Image point grounding data
-=-=-=-=-
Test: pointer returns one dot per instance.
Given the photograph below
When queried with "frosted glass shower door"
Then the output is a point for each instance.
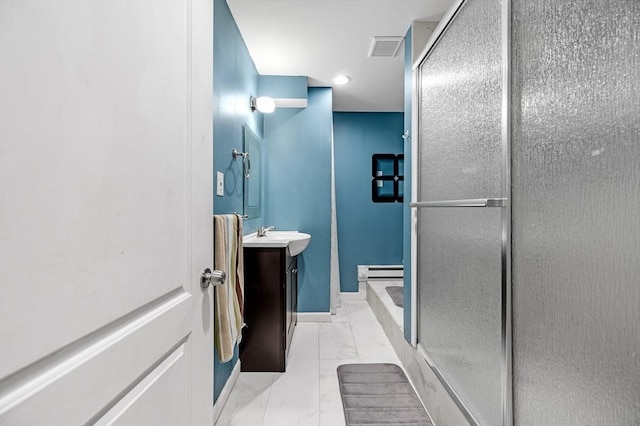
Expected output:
(460, 217)
(576, 204)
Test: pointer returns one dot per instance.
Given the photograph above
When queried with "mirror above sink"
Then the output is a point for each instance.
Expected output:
(296, 242)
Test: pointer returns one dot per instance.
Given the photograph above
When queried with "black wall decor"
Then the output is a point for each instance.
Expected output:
(387, 175)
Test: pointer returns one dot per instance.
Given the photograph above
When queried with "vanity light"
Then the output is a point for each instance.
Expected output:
(341, 80)
(263, 104)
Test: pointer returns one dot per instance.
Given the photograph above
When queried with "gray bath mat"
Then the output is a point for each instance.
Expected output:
(397, 295)
(379, 394)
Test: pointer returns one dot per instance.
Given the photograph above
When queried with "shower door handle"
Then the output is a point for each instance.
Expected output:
(474, 202)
-=-=-=-=-
__About this exercise__: Will you restate every entry word for word and omit the images?

__Output of the exercise__:
Test: pointer returns one dot per instance.
Given the photograph below
When queried with "frosted glass shower door"
Then the output is a point for each instance.
Expected output:
(460, 217)
(576, 204)
Test: pointer returns one dot per instance.
Given the photograph above
When queried with "mirror above sink"
Then the output is a point for each instance.
Expected output:
(296, 242)
Test: pointer returns one dot per instance.
Given the photograph above
When queried with "black wall decor"
Then the output is a point for each instance.
Expected output:
(387, 175)
Test: pointer returns one dot per instance.
Given the photograph above
When queried with "vanity light"
Then the output is a point for each instance.
Expected output:
(341, 80)
(263, 104)
Test: pointer returns one dot per instance.
Given the photograph above
When queried with "gray bath mat"
Then the output is a point for each instance.
Expected output:
(397, 295)
(379, 394)
Test: pointer returns one dot per instance.
Given the photograph above
When queried with "shower door handle"
Then the output is a point for each instance.
Expected output:
(474, 202)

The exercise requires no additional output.